*Exercise description*.
Please filter the listing for the string "background" and copy each matching line.

*The data*.

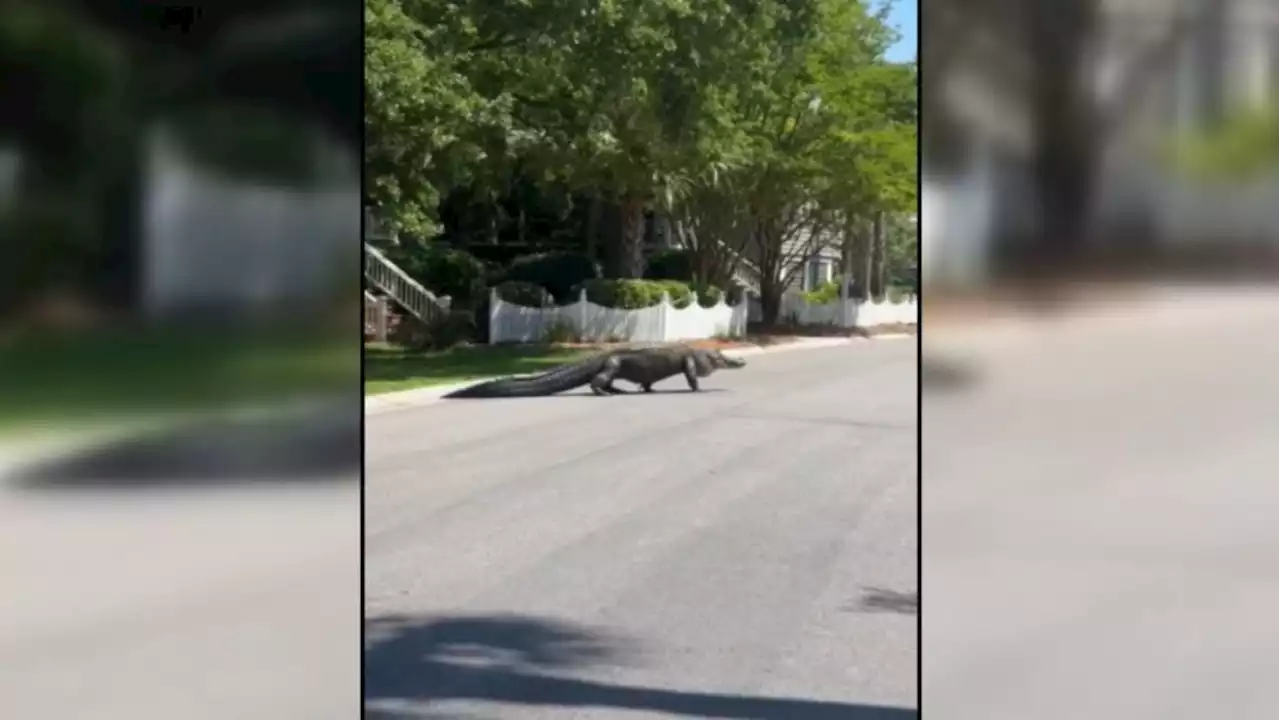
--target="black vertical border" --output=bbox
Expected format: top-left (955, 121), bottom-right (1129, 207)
top-left (358, 0), bottom-right (369, 713)
top-left (913, 0), bottom-right (924, 715)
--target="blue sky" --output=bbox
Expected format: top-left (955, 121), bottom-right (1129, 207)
top-left (884, 0), bottom-right (918, 63)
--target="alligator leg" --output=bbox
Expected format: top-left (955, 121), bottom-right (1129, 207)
top-left (589, 372), bottom-right (613, 396)
top-left (590, 356), bottom-right (622, 396)
top-left (682, 356), bottom-right (700, 392)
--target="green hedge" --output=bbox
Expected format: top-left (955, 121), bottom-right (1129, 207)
top-left (645, 249), bottom-right (745, 306)
top-left (694, 283), bottom-right (737, 307)
top-left (574, 279), bottom-right (728, 309)
top-left (799, 281), bottom-right (915, 305)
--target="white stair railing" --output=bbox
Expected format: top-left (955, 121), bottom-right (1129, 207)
top-left (363, 242), bottom-right (450, 324)
top-left (725, 251), bottom-right (763, 294)
top-left (364, 290), bottom-right (390, 341)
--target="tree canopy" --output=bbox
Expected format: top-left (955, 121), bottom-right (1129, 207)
top-left (364, 0), bottom-right (918, 316)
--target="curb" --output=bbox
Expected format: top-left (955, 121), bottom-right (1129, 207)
top-left (364, 334), bottom-right (905, 415)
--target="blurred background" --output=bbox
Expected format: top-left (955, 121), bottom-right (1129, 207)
top-left (921, 0), bottom-right (1276, 718)
top-left (0, 2), bottom-right (361, 718)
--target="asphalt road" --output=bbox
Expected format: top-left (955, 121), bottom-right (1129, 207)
top-left (0, 409), bottom-right (362, 720)
top-left (923, 287), bottom-right (1278, 720)
top-left (365, 340), bottom-right (919, 719)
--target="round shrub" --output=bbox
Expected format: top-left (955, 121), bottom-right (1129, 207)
top-left (432, 310), bottom-right (479, 348)
top-left (500, 251), bottom-right (600, 303)
top-left (391, 309), bottom-right (478, 350)
top-left (690, 283), bottom-right (727, 307)
top-left (884, 285), bottom-right (914, 304)
top-left (492, 280), bottom-right (554, 307)
top-left (576, 279), bottom-right (696, 309)
top-left (648, 280), bottom-right (697, 308)
top-left (802, 280), bottom-right (842, 305)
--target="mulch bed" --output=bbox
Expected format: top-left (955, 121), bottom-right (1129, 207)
top-left (850, 323), bottom-right (917, 337)
top-left (746, 323), bottom-right (917, 340)
top-left (922, 280), bottom-right (1167, 328)
top-left (546, 337), bottom-right (778, 352)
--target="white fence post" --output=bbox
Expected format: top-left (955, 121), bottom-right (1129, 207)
top-left (481, 284), bottom-right (874, 344)
top-left (488, 287), bottom-right (499, 345)
top-left (658, 291), bottom-right (671, 342)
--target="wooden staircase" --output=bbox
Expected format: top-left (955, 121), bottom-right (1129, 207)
top-left (363, 240), bottom-right (453, 330)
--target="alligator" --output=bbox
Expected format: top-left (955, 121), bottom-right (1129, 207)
top-left (443, 345), bottom-right (746, 399)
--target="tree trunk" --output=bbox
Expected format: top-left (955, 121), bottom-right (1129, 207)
top-left (676, 216), bottom-right (707, 284)
top-left (856, 218), bottom-right (873, 301)
top-left (583, 193), bottom-right (602, 263)
top-left (841, 219), bottom-right (855, 285)
top-left (871, 211), bottom-right (886, 298)
top-left (759, 283), bottom-right (784, 327)
top-left (1022, 0), bottom-right (1098, 293)
top-left (481, 192), bottom-right (499, 245)
top-left (654, 213), bottom-right (671, 250)
top-left (95, 125), bottom-right (143, 311)
top-left (612, 193), bottom-right (646, 278)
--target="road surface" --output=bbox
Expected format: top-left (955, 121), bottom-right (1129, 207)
top-left (365, 340), bottom-right (919, 719)
top-left (923, 287), bottom-right (1278, 720)
top-left (0, 409), bottom-right (361, 720)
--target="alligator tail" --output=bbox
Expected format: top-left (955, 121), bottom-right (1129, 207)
top-left (443, 354), bottom-right (609, 398)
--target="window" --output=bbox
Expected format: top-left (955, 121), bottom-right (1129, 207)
top-left (805, 259), bottom-right (829, 291)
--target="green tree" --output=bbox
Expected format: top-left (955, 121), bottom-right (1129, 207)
top-left (723, 0), bottom-right (911, 323)
top-left (364, 0), bottom-right (499, 240)
top-left (362, 0), bottom-right (918, 310)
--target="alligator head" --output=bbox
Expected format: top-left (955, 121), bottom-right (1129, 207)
top-left (693, 349), bottom-right (746, 376)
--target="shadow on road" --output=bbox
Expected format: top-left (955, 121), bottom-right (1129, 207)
top-left (854, 587), bottom-right (919, 615)
top-left (443, 388), bottom-right (730, 401)
top-left (9, 405), bottom-right (359, 490)
top-left (365, 613), bottom-right (917, 719)
top-left (921, 356), bottom-right (978, 393)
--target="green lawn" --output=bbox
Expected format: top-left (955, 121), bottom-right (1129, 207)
top-left (364, 342), bottom-right (592, 395)
top-left (0, 325), bottom-right (356, 437)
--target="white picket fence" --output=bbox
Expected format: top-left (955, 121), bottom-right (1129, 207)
top-left (749, 292), bottom-right (919, 328)
top-left (488, 288), bottom-right (749, 344)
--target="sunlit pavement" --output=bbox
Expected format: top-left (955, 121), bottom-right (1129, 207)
top-left (0, 404), bottom-right (361, 720)
top-left (923, 285), bottom-right (1278, 720)
top-left (366, 341), bottom-right (919, 718)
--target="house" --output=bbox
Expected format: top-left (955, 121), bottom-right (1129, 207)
top-left (748, 211), bottom-right (916, 295)
top-left (647, 205), bottom-right (917, 299)
top-left (922, 0), bottom-right (1278, 287)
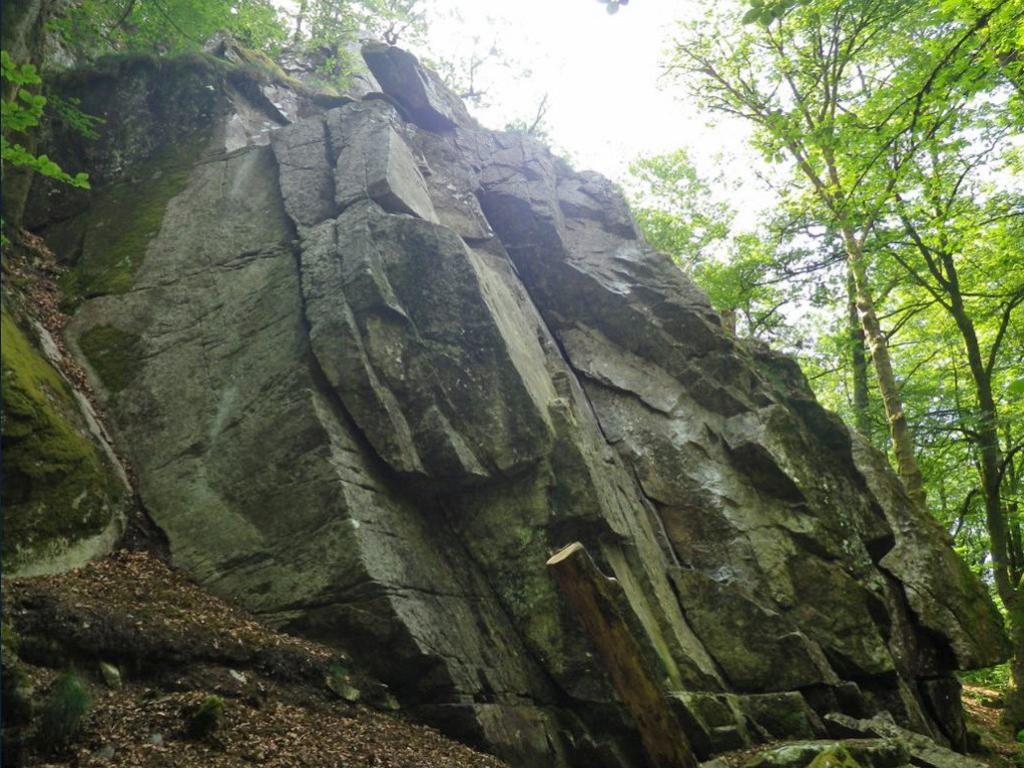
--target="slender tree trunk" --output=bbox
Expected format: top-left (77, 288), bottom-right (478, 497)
top-left (841, 227), bottom-right (927, 510)
top-left (938, 257), bottom-right (1021, 717)
top-left (847, 268), bottom-right (872, 440)
top-left (1005, 597), bottom-right (1024, 727)
top-left (1007, 426), bottom-right (1023, 579)
top-left (943, 265), bottom-right (1009, 590)
top-left (293, 0), bottom-right (308, 43)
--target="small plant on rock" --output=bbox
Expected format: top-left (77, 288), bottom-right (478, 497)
top-left (38, 670), bottom-right (91, 750)
top-left (186, 694), bottom-right (225, 739)
top-left (325, 661), bottom-right (361, 703)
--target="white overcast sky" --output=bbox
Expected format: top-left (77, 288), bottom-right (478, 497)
top-left (413, 0), bottom-right (768, 218)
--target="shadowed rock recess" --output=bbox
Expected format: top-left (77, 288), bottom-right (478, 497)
top-left (25, 44), bottom-right (1008, 767)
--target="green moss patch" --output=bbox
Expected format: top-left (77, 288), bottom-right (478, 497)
top-left (77, 325), bottom-right (143, 395)
top-left (59, 136), bottom-right (203, 304)
top-left (809, 745), bottom-right (863, 768)
top-left (1, 308), bottom-right (122, 566)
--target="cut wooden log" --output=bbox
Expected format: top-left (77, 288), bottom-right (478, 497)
top-left (547, 541), bottom-right (699, 768)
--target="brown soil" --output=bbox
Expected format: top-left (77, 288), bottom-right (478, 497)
top-left (3, 552), bottom-right (508, 768)
top-left (962, 684), bottom-right (1022, 768)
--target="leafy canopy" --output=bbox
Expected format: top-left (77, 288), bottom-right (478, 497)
top-left (1, 51), bottom-right (90, 190)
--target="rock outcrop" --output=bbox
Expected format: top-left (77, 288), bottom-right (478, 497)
top-left (16, 44), bottom-right (1008, 767)
top-left (0, 303), bottom-right (130, 575)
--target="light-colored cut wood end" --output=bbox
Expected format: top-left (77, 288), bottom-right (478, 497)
top-left (546, 541), bottom-right (585, 566)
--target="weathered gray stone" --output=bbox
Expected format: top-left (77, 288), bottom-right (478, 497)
top-left (325, 102), bottom-right (438, 222)
top-left (362, 42), bottom-right (469, 131)
top-left (62, 136), bottom-right (565, 764)
top-left (736, 691), bottom-right (825, 740)
top-left (746, 740), bottom-right (910, 768)
top-left (270, 115), bottom-right (336, 230)
top-left (824, 714), bottom-right (987, 768)
top-left (24, 43), bottom-right (1007, 768)
top-left (299, 200), bottom-right (553, 481)
top-left (672, 691), bottom-right (753, 756)
top-left (670, 568), bottom-right (838, 691)
top-left (851, 434), bottom-right (1009, 670)
top-left (672, 689), bottom-right (826, 757)
top-left (406, 128), bottom-right (495, 240)
top-left (919, 678), bottom-right (968, 751)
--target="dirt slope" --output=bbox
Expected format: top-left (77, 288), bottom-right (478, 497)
top-left (2, 552), bottom-right (508, 768)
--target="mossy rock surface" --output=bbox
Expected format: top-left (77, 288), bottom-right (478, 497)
top-left (809, 746), bottom-right (863, 768)
top-left (0, 306), bottom-right (125, 571)
top-left (58, 136), bottom-right (204, 304)
top-left (78, 325), bottom-right (143, 395)
top-left (186, 695), bottom-right (224, 739)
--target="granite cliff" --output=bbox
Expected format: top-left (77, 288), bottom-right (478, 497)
top-left (3, 41), bottom-right (1009, 768)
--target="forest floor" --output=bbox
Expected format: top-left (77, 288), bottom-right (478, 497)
top-left (962, 684), bottom-right (1022, 768)
top-left (4, 551), bottom-right (1021, 768)
top-left (3, 552), bottom-right (508, 768)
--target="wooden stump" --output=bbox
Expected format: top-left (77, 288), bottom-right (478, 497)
top-left (547, 542), bottom-right (698, 768)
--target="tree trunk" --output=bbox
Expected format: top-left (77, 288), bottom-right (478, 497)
top-left (953, 308), bottom-right (1010, 595)
top-left (293, 0), bottom-right (308, 43)
top-left (721, 308), bottom-right (737, 336)
top-left (547, 543), bottom-right (698, 768)
top-left (1004, 597), bottom-right (1024, 728)
top-left (842, 227), bottom-right (927, 510)
top-left (938, 255), bottom-right (1020, 714)
top-left (847, 268), bottom-right (872, 440)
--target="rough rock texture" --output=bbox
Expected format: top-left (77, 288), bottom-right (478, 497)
top-left (20, 43), bottom-right (1008, 768)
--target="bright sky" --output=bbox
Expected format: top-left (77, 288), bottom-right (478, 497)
top-left (413, 0), bottom-right (768, 221)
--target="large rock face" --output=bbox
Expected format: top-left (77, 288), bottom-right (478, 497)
top-left (22, 45), bottom-right (1007, 767)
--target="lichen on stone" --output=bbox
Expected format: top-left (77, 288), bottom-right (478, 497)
top-left (808, 745), bottom-right (863, 768)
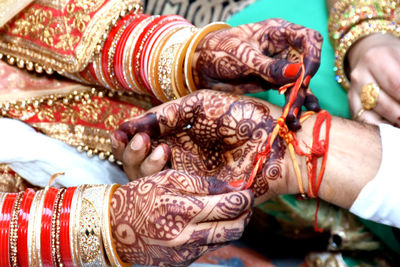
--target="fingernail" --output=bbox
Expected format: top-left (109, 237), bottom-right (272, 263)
top-left (131, 134), bottom-right (143, 151)
top-left (151, 146), bottom-right (164, 161)
top-left (283, 63), bottom-right (302, 78)
top-left (111, 134), bottom-right (119, 149)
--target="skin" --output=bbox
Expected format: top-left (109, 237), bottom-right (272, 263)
top-left (193, 18), bottom-right (323, 130)
top-left (110, 169), bottom-right (253, 266)
top-left (113, 90), bottom-right (289, 204)
top-left (112, 90), bottom-right (382, 209)
top-left (327, 0), bottom-right (400, 127)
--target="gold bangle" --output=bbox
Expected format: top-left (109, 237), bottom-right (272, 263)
top-left (27, 189), bottom-right (42, 267)
top-left (334, 19), bottom-right (400, 91)
top-left (184, 22), bottom-right (231, 93)
top-left (74, 185), bottom-right (111, 266)
top-left (174, 27), bottom-right (199, 98)
top-left (101, 184), bottom-right (131, 267)
top-left (328, 0), bottom-right (398, 48)
top-left (32, 188), bottom-right (47, 267)
top-left (150, 25), bottom-right (186, 102)
top-left (70, 185), bottom-right (85, 267)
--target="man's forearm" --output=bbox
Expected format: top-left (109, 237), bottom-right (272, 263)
top-left (290, 112), bottom-right (382, 209)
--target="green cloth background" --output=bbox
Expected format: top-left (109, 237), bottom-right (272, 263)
top-left (227, 0), bottom-right (350, 119)
top-left (226, 0), bottom-right (400, 255)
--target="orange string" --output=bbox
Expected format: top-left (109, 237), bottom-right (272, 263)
top-left (228, 54), bottom-right (332, 232)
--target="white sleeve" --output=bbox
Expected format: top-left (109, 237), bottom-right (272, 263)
top-left (0, 118), bottom-right (129, 188)
top-left (350, 123), bottom-right (400, 228)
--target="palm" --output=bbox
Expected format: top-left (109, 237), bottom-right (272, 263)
top-left (117, 90), bottom-right (287, 199)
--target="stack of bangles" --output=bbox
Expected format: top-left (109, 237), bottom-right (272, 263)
top-left (0, 184), bottom-right (127, 267)
top-left (328, 0), bottom-right (400, 90)
top-left (74, 11), bottom-right (231, 102)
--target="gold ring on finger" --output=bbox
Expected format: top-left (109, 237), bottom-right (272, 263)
top-left (360, 83), bottom-right (380, 110)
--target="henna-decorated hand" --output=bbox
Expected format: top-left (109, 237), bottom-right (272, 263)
top-left (112, 90), bottom-right (297, 204)
top-left (194, 18), bottom-right (323, 130)
top-left (110, 169), bottom-right (253, 266)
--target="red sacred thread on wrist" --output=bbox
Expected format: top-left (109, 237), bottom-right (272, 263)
top-left (0, 193), bottom-right (17, 267)
top-left (59, 187), bottom-right (76, 267)
top-left (17, 189), bottom-right (35, 267)
top-left (41, 187), bottom-right (59, 267)
top-left (228, 55), bottom-right (332, 232)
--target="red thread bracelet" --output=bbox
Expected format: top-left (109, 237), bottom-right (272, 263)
top-left (17, 189), bottom-right (35, 267)
top-left (59, 187), bottom-right (76, 267)
top-left (40, 187), bottom-right (59, 267)
top-left (0, 193), bottom-right (17, 267)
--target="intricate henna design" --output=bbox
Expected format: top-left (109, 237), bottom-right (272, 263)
top-left (193, 18), bottom-right (323, 130)
top-left (110, 169), bottom-right (253, 266)
top-left (115, 90), bottom-right (287, 200)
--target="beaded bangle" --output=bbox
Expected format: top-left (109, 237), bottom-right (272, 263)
top-left (150, 24), bottom-right (190, 101)
top-left (9, 192), bottom-right (24, 267)
top-left (334, 19), bottom-right (400, 90)
top-left (0, 193), bottom-right (17, 267)
top-left (102, 13), bottom-right (139, 90)
top-left (59, 187), bottom-right (77, 267)
top-left (328, 0), bottom-right (398, 48)
top-left (101, 184), bottom-right (131, 267)
top-left (41, 187), bottom-right (59, 266)
top-left (51, 188), bottom-right (66, 266)
top-left (184, 22), bottom-right (232, 93)
top-left (17, 189), bottom-right (35, 267)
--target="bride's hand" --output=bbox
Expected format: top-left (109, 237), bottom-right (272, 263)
top-left (110, 169), bottom-right (253, 266)
top-left (112, 90), bottom-right (295, 204)
top-left (193, 18), bottom-right (323, 130)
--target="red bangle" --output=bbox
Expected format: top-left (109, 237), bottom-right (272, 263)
top-left (40, 187), bottom-right (59, 267)
top-left (101, 13), bottom-right (138, 89)
top-left (140, 16), bottom-right (187, 94)
top-left (114, 14), bottom-right (149, 89)
top-left (132, 15), bottom-right (167, 94)
top-left (0, 193), bottom-right (17, 267)
top-left (59, 187), bottom-right (76, 267)
top-left (17, 189), bottom-right (35, 267)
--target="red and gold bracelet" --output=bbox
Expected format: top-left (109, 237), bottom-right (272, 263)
top-left (59, 187), bottom-right (76, 267)
top-left (0, 193), bottom-right (17, 267)
top-left (123, 16), bottom-right (154, 95)
top-left (140, 16), bottom-right (188, 95)
top-left (102, 13), bottom-right (139, 90)
top-left (16, 189), bottom-right (35, 267)
top-left (114, 14), bottom-right (149, 90)
top-left (132, 15), bottom-right (166, 94)
top-left (51, 188), bottom-right (66, 266)
top-left (40, 187), bottom-right (59, 266)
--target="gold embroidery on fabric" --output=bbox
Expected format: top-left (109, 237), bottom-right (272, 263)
top-left (0, 0), bottom-right (143, 72)
top-left (0, 164), bottom-right (28, 193)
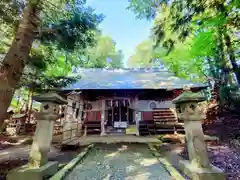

*Written response*.
--target="blurred background" --output=bbox
--target="green cloth background" --output=bbox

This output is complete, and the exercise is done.